[Raw records]
● ● ● ● ●
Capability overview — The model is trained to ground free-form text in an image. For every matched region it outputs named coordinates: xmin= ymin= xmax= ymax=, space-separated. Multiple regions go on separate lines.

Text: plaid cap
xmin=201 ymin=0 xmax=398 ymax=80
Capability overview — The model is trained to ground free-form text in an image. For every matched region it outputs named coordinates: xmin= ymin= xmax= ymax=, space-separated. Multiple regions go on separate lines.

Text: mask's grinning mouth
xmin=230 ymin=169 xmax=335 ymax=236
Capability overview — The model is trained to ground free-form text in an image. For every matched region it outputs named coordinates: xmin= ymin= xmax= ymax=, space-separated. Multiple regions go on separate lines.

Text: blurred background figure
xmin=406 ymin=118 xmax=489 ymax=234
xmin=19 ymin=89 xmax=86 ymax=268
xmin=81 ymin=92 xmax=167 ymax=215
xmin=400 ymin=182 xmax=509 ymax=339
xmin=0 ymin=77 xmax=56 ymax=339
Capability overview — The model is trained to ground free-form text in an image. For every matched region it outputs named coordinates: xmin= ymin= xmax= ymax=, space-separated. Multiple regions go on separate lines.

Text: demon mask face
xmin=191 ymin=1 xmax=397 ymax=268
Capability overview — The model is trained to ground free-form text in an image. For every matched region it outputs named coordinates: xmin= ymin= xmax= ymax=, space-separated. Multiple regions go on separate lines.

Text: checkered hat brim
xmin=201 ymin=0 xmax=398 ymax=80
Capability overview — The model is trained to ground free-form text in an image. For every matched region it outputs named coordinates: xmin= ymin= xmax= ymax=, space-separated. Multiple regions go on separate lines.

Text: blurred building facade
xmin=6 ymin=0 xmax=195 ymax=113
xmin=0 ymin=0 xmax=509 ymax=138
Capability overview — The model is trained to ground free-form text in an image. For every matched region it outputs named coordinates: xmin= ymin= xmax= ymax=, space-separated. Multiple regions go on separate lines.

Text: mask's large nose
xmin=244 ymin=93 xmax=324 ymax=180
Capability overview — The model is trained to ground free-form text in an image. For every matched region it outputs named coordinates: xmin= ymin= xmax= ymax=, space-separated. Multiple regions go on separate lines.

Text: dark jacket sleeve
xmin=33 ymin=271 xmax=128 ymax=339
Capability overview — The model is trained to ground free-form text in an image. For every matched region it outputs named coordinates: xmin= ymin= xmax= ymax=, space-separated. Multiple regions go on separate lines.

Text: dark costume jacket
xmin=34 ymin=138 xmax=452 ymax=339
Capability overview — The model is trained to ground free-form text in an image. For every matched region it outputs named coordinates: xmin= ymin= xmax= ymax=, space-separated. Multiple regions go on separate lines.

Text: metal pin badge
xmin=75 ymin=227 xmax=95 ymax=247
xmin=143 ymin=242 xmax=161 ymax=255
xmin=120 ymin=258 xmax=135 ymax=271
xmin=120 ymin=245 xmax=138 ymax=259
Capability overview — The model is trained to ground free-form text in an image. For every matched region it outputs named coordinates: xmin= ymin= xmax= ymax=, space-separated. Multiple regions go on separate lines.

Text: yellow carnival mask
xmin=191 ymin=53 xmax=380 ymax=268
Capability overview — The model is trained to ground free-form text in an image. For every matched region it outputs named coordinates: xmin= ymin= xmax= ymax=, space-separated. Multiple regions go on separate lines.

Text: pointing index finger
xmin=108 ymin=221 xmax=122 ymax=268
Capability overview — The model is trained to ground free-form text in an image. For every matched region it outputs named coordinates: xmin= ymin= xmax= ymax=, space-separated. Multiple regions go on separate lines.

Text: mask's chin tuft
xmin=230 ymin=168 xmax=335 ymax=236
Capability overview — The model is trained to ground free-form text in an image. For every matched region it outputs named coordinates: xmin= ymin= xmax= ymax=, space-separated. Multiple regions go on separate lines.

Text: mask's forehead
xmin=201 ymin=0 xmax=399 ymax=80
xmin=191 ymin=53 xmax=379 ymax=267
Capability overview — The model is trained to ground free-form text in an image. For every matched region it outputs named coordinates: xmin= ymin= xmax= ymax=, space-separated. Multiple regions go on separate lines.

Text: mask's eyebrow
● ● ● ● ●
→ Your goal
Reproduce every line of the listing above verbatim, with no changes.

→ Response below
Capability overview — The model is trained to ground free-form text in an image. For every matched region it outputs named coordinates: xmin= ymin= xmax= ymax=, space-separated. Multiple regions go on separate lines.

Text: plaid cap
xmin=201 ymin=0 xmax=398 ymax=80
Capability overview — The model is trained to ground free-form text in an image. For every matched region it outputs named coordinates: xmin= ymin= xmax= ymax=, space-separated. Multiple regions go on separate lines.

Text: mask's grinning mouth
xmin=230 ymin=169 xmax=335 ymax=236
Capability overview — The model is trained to ground free-form text in an image. For every matched region it outputs named coordinates: xmin= ymin= xmax= ymax=, space-separated. Multiple regions go on separate lines.

Text: blurred background figure
xmin=406 ymin=118 xmax=489 ymax=234
xmin=19 ymin=89 xmax=86 ymax=268
xmin=81 ymin=92 xmax=167 ymax=215
xmin=400 ymin=182 xmax=509 ymax=339
xmin=0 ymin=77 xmax=56 ymax=339
Capability overview — The model is trained to ground free-form text in an image. For every matched region it outputs named coordinates: xmin= ymin= xmax= ymax=, space-separated. Multiple regions go on separate lines.

Text: demon mask face
xmin=191 ymin=1 xmax=397 ymax=268
Capability overview — The model is trained to ground free-form text in an image. For every matched region it outputs named coordinates: xmin= ymin= xmax= ymax=, space-separated. Multiple regions go on separate lines.

Text: checkered hat brim
xmin=201 ymin=0 xmax=398 ymax=80
Capability overview — The model is trained to ground free-form text in an image. For every matched region it outputs named coordinates: xmin= ymin= xmax= ymax=, space-separated. Multiple regions go on separate lines.

Text: blurred building facade
xmin=6 ymin=0 xmax=195 ymax=113
xmin=0 ymin=0 xmax=509 ymax=138
Capability overview — The model is trained to ground free-form text in an image. For every matched region it outputs named coordinates: xmin= ymin= xmax= ymax=, space-separated. Multiple regions go on separate lines.

Text: mask's large nose
xmin=244 ymin=93 xmax=324 ymax=180
Capability overview — The model is trained to ground free-form text in an image. For every matched region it outputs named coordinates: xmin= ymin= xmax= ymax=, space-separated. Multiple regions go on separate lines.

Text: dark jacket sleeve
xmin=33 ymin=271 xmax=128 ymax=339
Capability overview — The model is trained to ground free-form text in an image. For every matched region it outputs named coordinates: xmin= ymin= xmax= ymax=, space-separated. Multiple regions go on separate lines.

Text: dark costume jacket
xmin=34 ymin=138 xmax=452 ymax=339
Capability overview — The model is trained to ground free-form text in an image. For every matched region it outputs named coordinates: xmin= ymin= xmax= ymax=, space-separated. Multiple regions go on separate lines.

Text: metal pin badge
xmin=75 ymin=227 xmax=95 ymax=247
xmin=143 ymin=242 xmax=161 ymax=255
xmin=120 ymin=258 xmax=135 ymax=271
xmin=120 ymin=245 xmax=138 ymax=259
Capability overview — The model is trained to ground free-form text in an image. For every matched region it outputs named coordinates: xmin= ymin= xmax= ymax=, space-separated. Multiple regions go on separate lines.

Text: yellow carnival mask
xmin=191 ymin=53 xmax=380 ymax=268
Capability overview — The model is trained to ground free-form text in an image. For every matched region it outputs named coordinates: xmin= ymin= xmax= ymax=, space-separated. Multiple regions go on separate lines.

Text: pointing index finger
xmin=108 ymin=221 xmax=122 ymax=268
Capability overview — The model is trained to ground free-form text in an image. For every matched region it outputs named coordinates: xmin= ymin= xmax= ymax=, space-separated. Multiple regions go on separate lines.

Text: mask's chin tuft
xmin=230 ymin=168 xmax=335 ymax=236
Capability overview — The model is trained to ground free-form text in an image. For every matched region it outputs named coordinates: xmin= ymin= xmax= ymax=, space-separated. Multiple regions go on separate lines.

Text: mask's forehead
xmin=201 ymin=0 xmax=399 ymax=80
xmin=191 ymin=53 xmax=379 ymax=267
Capability overview — The model is trained to ground free-form text in an image. For every matched region it outputs named coordinates: xmin= ymin= xmax= ymax=, space-separated. Multiple regions go on separate lines.

Text: mask's eyebrow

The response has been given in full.